Reputation: 3359
I don't know what the issue is. Here is the code:
estimator = sagemaker.estimator.Estimator(
image_uri=image_name,
sagemaker_session=sagemaker_session,
role=role,
train_instance_count=1,
train_instance_type="ml.m5.large",
base_job_name="deepar-stock",
output_path=s3_output_path,
)
hyperparameters = {
"time_freq": "24H",
"epochs": "100",
"early_stopping_patience": "10",
"mini_batch_size": "64",
"learning_rate": "5E-4",
"context_length": str(context_length),
"prediction_length": str(prediction_length),
"likelihood": "gaussian",
}
estimator.set_hyperparameters(**hyperparameters)
%%time
estimator.fit(inputs=f"{s3_data_path}/train/")
And when I try to train the model I get the following error (in its entirety).
------------------------------------------------------------------------
---
UnexpectedStatusException Traceback (most recent call last)

■ Written problem 1:
In the entries below, locate every line that contains the string "silver" and copy each of those lines.

■ Information shown:
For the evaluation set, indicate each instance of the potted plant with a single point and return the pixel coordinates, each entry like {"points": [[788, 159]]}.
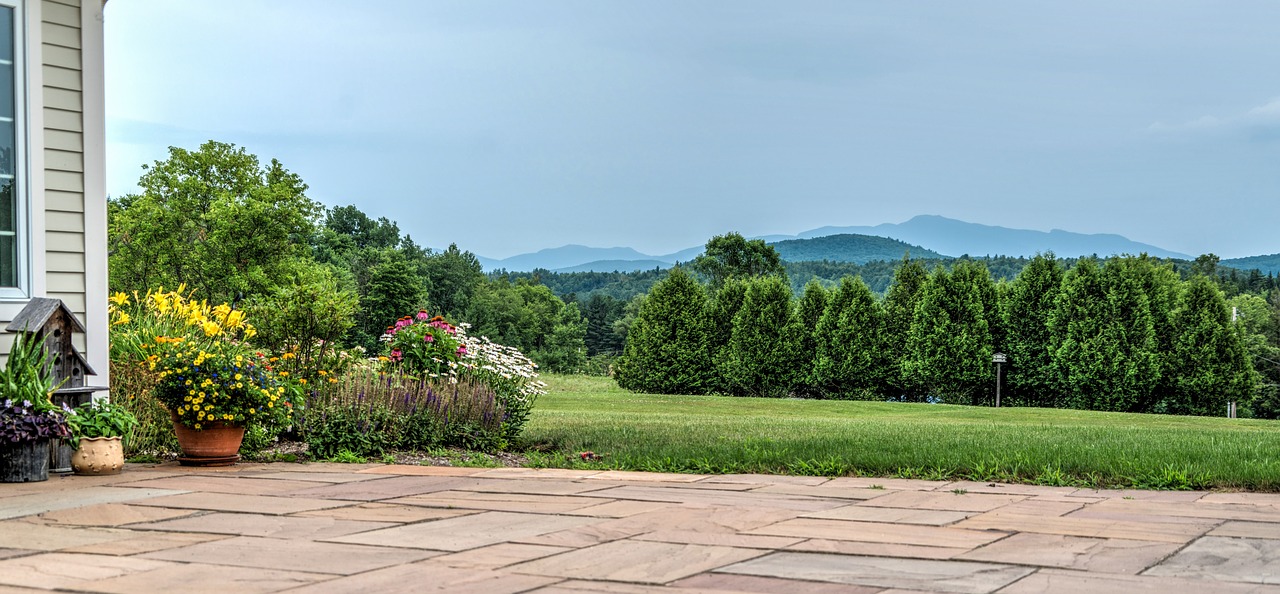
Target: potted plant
{"points": [[28, 420], [214, 384], [97, 433]]}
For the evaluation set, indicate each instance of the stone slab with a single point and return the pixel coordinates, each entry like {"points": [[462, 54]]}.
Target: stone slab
{"points": [[45, 537], [867, 513], [956, 576], [877, 549], [768, 479], [467, 531], [828, 490], [620, 508], [146, 542], [387, 512], [944, 501], [417, 470], [881, 533], [296, 554], [636, 561], [1200, 508], [1086, 526], [1225, 560], [496, 556], [265, 526], [383, 488], [69, 571], [645, 476], [538, 474], [1266, 530], [33, 503], [768, 585], [315, 476], [720, 539], [229, 502], [1063, 581], [236, 484], [419, 577], [1102, 556], [109, 515], [702, 497], [205, 579], [504, 502]]}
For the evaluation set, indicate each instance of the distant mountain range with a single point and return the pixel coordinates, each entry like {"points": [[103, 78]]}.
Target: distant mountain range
{"points": [[927, 236], [1269, 264]]}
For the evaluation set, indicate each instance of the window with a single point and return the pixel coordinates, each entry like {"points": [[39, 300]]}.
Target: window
{"points": [[14, 236]]}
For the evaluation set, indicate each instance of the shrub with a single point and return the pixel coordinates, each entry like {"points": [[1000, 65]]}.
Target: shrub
{"points": [[369, 412]]}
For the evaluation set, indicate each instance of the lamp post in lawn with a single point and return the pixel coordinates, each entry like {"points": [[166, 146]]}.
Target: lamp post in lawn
{"points": [[999, 359]]}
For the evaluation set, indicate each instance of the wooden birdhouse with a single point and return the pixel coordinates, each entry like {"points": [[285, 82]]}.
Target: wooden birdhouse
{"points": [[50, 320], [53, 323]]}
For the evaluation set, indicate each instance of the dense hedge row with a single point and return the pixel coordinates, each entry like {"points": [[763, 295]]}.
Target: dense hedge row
{"points": [[1127, 334]]}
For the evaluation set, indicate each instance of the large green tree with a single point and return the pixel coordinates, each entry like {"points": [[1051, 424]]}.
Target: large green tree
{"points": [[1105, 353], [763, 356], [214, 219], [734, 256], [1028, 341], [851, 360], [666, 345], [950, 345], [900, 301], [1210, 359]]}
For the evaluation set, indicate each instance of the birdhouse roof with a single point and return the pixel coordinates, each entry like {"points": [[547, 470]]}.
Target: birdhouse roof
{"points": [[39, 311]]}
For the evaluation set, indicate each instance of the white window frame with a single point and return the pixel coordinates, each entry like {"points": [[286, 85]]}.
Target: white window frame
{"points": [[22, 164]]}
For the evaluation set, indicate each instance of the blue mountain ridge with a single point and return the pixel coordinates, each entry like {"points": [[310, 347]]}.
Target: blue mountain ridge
{"points": [[933, 233]]}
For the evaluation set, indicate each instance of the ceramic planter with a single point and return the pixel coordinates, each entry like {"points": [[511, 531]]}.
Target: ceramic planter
{"points": [[99, 456], [215, 444]]}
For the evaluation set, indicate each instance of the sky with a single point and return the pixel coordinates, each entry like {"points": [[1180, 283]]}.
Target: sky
{"points": [[508, 127]]}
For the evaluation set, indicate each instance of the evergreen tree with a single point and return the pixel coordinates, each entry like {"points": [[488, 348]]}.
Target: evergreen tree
{"points": [[392, 291], [949, 347], [1106, 345], [666, 350], [1211, 362], [720, 314], [1161, 286], [565, 348], [851, 360], [1028, 342], [809, 313], [600, 313], [764, 346], [900, 302]]}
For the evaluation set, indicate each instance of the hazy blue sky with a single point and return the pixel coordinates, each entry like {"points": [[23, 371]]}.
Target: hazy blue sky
{"points": [[513, 126]]}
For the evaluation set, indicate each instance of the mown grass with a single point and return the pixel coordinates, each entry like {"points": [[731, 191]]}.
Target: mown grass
{"points": [[1041, 446]]}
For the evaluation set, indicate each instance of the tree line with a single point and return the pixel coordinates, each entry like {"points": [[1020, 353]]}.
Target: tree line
{"points": [[1119, 334]]}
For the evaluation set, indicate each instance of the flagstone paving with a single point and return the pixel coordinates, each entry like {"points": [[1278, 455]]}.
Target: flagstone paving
{"points": [[325, 528]]}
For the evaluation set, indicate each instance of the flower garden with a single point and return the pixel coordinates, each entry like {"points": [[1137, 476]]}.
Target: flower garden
{"points": [[179, 360]]}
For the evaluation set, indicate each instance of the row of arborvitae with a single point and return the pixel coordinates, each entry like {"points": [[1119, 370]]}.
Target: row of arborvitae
{"points": [[1127, 334]]}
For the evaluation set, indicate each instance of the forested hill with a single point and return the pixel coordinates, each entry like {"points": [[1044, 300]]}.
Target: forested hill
{"points": [[849, 247], [1265, 264]]}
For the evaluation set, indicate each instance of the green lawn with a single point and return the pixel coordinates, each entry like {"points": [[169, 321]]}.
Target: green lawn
{"points": [[1057, 447]]}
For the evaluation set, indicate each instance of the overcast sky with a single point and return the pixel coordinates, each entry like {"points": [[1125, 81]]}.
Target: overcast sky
{"points": [[515, 126]]}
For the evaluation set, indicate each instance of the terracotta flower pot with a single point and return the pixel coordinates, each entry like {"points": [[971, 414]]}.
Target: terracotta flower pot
{"points": [[214, 444], [99, 456]]}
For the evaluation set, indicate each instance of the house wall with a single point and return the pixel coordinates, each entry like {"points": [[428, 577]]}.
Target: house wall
{"points": [[65, 154]]}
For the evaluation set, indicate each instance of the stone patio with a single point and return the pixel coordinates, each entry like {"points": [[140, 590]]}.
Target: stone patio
{"points": [[325, 528]]}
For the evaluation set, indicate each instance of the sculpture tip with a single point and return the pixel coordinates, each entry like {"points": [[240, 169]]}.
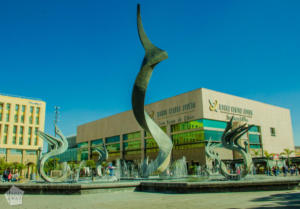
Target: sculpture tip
{"points": [[138, 7]]}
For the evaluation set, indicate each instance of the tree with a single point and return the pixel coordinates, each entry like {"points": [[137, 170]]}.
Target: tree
{"points": [[51, 164], [287, 152], [256, 153], [268, 155], [20, 167]]}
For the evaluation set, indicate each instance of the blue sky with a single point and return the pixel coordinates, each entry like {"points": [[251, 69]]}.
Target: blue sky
{"points": [[84, 55]]}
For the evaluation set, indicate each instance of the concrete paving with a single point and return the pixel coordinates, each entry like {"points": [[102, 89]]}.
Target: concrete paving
{"points": [[141, 200]]}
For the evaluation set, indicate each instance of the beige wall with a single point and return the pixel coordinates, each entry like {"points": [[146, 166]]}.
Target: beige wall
{"points": [[178, 109], [195, 105], [264, 115], [13, 101]]}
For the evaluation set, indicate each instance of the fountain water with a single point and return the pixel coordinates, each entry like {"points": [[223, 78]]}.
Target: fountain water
{"points": [[179, 168]]}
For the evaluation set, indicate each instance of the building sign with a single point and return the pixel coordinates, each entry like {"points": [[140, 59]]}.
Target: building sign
{"points": [[234, 110], [14, 196], [174, 110]]}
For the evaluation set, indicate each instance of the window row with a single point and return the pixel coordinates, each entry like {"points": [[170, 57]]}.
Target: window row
{"points": [[18, 134], [19, 113]]}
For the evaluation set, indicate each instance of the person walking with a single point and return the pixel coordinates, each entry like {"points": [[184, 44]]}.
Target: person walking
{"points": [[9, 177]]}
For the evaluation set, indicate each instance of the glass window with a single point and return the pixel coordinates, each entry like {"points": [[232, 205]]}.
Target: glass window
{"points": [[188, 137], [1, 111], [37, 117], [96, 142], [7, 112], [272, 131], [164, 128], [5, 134], [83, 144], [113, 148], [132, 145], [150, 143], [2, 151], [14, 139], [84, 155], [254, 129], [213, 135], [187, 125], [214, 124], [15, 130], [255, 146], [23, 114], [30, 119], [135, 135], [16, 116], [113, 139], [21, 135], [30, 152], [16, 151], [254, 139], [36, 136]]}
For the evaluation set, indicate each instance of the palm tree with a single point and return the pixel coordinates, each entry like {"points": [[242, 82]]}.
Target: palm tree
{"points": [[268, 155], [256, 153], [287, 152]]}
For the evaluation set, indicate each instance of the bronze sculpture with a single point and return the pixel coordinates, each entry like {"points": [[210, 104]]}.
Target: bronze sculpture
{"points": [[153, 56]]}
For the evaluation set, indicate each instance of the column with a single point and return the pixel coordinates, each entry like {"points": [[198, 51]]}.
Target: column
{"points": [[143, 147], [121, 148], [89, 150]]}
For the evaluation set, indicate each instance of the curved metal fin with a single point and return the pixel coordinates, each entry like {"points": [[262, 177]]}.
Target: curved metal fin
{"points": [[143, 37]]}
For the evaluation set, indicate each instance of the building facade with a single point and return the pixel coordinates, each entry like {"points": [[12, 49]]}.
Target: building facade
{"points": [[20, 120], [190, 119]]}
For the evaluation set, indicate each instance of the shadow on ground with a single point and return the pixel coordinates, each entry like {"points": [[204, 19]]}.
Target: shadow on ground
{"points": [[285, 200]]}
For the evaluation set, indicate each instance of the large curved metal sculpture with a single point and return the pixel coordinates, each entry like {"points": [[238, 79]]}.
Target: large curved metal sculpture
{"points": [[230, 139], [153, 56], [102, 156], [58, 146]]}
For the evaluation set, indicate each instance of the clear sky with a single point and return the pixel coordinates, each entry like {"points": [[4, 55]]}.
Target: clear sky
{"points": [[84, 55]]}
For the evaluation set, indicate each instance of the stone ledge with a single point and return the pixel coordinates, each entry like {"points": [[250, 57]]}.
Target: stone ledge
{"points": [[223, 186]]}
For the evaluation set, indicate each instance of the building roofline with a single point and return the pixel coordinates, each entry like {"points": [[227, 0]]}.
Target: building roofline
{"points": [[248, 99], [21, 97], [197, 89]]}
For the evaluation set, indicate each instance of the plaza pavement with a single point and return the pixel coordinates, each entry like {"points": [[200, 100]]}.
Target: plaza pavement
{"points": [[128, 199]]}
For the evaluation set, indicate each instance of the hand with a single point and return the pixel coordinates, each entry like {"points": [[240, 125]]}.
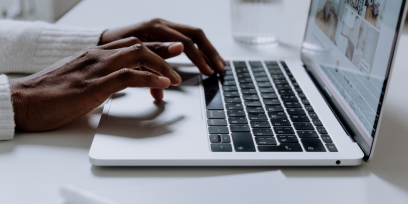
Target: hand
{"points": [[75, 85], [163, 31]]}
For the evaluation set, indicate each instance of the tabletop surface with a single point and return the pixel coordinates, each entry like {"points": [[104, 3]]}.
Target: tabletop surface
{"points": [[34, 165]]}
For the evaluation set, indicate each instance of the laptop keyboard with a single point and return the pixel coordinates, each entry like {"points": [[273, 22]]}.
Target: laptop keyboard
{"points": [[259, 106]]}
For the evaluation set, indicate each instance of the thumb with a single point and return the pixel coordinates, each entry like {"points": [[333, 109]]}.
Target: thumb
{"points": [[165, 49]]}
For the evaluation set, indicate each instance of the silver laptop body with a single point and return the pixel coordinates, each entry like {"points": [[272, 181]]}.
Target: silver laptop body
{"points": [[323, 109]]}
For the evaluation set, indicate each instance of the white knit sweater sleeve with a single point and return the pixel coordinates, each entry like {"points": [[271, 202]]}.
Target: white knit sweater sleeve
{"points": [[29, 47]]}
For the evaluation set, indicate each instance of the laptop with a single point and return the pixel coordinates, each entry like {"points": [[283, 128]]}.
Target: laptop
{"points": [[323, 109]]}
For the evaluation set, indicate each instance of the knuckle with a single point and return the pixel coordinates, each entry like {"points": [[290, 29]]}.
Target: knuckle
{"points": [[124, 75], [156, 21]]}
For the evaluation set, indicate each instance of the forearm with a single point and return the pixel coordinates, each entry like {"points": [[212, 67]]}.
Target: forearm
{"points": [[29, 47]]}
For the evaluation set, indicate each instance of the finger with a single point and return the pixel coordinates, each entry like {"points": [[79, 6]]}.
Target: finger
{"points": [[157, 94], [165, 50], [121, 43], [189, 47], [198, 36], [139, 55], [124, 78]]}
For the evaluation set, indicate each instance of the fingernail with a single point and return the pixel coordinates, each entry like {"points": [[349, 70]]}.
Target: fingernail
{"points": [[175, 48], [165, 82]]}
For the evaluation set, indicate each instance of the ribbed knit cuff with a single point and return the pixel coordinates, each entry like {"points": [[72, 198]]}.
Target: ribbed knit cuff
{"points": [[6, 110], [58, 42]]}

■ Written problem 2:
Answer these questions about the SageMaker forum post:
(a) What instance type is passed to the estimator?
(b) What value is given for "likelihood" in the hyperparameters?
(c) What exception name appears in the error output?

■ Task answer 1:
For the evaluation set, indicate each instance of the silver laptop body with a single point and return the pixel coordinates, each entry like {"points": [[272, 181]]}.
Target: silver laptop body

■ Task answer 2:
(a) ml.m5.large
(b) gaussian
(c) UnexpectedStatusException